## DOCUMENT TEXT
--

There is more nuance than that. It is true that I-131 has high decay energy, and is one of the main isotopes emitted during a meltdown, and that because of its short half-life, is back to baseline in about 90 days. However, as you know, the problem is not so much acute radiation exposure (unless you are really close and absorb a dose of 70 rads all at once), but rather ingested substances. Iodine lodges in the thyroid, and can easily cause thyroid cancer if it is taken into the body. Yes, iodine pills will block the uptake of environmental iodine, but it has to be taken in time, and actually should be taken before any exposure. Thyroid cancer can lead to metastases, but interestingly is not often fatal.

The most abundant isotope in a nuclear accident is Cs-137, with a half life of 30 years or so. Caesium bonds with soil and so tends to stay in one place. Within the body it is a potassium mimic and thus gets lodged in soft tissue and muscle. It had an elimination half-life in the body of about 70 days and is primarily a beta emitter with a high energy decay pathway, and being beta it has limited penetration, so that the same tissue is continuously exposed, leading to tumors at the penetration depth.

More scary yet is Sr-90, also with an approximate 30 year half life. Strontium is a calcium mimic in the body, and get absorbed and fixed into bone, and it is eliminated only after a very long time, if at all. It also has a quite high decay energy (0.546 MeV) and limited penetration, leading to very aggressive bone cancers.

While they are less abundant, it is not time to discount the effects of the alpha emitters. As you point out, alpha rays have very limited penetration, but they also have extremely high decay energy, about ten times higher than the previously mentioned beta emitters (Plutonium 239 has a decay energy of 5.157 Mev). While you can stop the penetration of alpha with a thin sheet of paper, it becomes especially deadly inside the body, because it can penetrate and destroy living tissue close to it not protected by a few layers of dead cells like skin. Because of its high decay energy it tends to break both strands of the DNA double helix, leading to mutations that can and do cause cancer.

--

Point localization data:
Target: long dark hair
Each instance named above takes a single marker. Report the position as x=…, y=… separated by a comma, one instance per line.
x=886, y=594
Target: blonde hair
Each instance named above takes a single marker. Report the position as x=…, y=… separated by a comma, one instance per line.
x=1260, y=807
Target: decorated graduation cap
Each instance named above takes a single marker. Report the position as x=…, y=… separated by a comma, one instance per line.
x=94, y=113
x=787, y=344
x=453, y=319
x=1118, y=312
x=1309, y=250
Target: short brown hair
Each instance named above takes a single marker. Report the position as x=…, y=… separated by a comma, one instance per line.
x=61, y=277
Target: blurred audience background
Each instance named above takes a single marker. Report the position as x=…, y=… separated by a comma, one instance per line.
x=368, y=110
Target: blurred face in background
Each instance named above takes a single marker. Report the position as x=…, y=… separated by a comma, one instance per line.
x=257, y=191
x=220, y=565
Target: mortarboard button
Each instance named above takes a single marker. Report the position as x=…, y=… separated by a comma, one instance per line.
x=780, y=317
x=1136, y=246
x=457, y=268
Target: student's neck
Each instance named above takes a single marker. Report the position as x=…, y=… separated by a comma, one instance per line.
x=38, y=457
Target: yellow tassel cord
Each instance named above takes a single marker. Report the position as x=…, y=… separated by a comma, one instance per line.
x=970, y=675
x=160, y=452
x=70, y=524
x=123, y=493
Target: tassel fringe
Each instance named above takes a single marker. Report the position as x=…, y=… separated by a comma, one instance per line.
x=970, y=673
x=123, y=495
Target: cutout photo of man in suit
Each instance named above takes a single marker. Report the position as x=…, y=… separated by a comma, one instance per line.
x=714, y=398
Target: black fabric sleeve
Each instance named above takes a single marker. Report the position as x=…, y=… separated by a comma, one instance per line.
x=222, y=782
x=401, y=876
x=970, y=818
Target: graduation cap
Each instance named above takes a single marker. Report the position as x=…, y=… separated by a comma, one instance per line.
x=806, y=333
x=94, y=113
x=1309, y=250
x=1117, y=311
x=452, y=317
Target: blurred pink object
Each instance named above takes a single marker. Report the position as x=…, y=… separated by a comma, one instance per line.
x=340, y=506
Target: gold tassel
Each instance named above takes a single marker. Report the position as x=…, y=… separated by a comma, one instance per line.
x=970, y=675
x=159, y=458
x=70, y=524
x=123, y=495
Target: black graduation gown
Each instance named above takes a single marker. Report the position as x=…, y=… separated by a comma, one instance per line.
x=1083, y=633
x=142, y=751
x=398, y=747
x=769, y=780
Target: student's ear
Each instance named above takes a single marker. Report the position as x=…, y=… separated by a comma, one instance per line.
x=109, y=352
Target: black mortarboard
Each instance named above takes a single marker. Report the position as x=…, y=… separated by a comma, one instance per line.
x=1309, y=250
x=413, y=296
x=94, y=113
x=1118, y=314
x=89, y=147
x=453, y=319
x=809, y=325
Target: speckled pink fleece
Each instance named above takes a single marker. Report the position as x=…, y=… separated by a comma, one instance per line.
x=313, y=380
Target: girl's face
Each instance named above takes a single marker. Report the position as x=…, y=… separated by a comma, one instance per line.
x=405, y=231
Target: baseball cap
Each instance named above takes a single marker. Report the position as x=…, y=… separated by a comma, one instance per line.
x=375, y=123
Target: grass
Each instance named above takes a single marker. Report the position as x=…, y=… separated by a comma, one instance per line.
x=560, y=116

--

## STUDY QUESTIONS
a: Answer these questions from the text on radioactive isotopes:
(i) In which part of the body does iodine lodge?
(ii) Which element does caesium mimic inside the body?
(iii) What decay energy does the text give for Plutonium 239?
b: Extend the text on radioactive isotopes with a paragraph that follows from its last sentence.

## ANSWERS IN ORDER
a:
(i) The thyroid
(ii) Potassium
(iii) 5.157 MeV

b:
These days, this becomes more of an issue because many reactors are using MOX fuel to supplement uranium, and has up to 11% plutonium in the mix. MOX fuel also is more unstable than traditional fuel:

"Comparisons with traditional UOX (Uranium Oxide) fuel assemblies revealed that the loading of MOX fuel in BWRs is possible, but this type of fuel creates new problems that have to be addressed in further detail. The major ones are the SDM (Shutdown Margin) and the stability of the cores at BOC (beginning of cycle), which were demonstrated to be significantly lowered. The former requires a new design of the control rods,whereas a modification of the Pu isotopic vector allows improving the latter. Another issue with the use of the MOX fuel assemblies in a “once-through” strategy is the increased radiotoxicity of the discharged fuel assemblies, which is much higher than of the UOX fuel assemblies."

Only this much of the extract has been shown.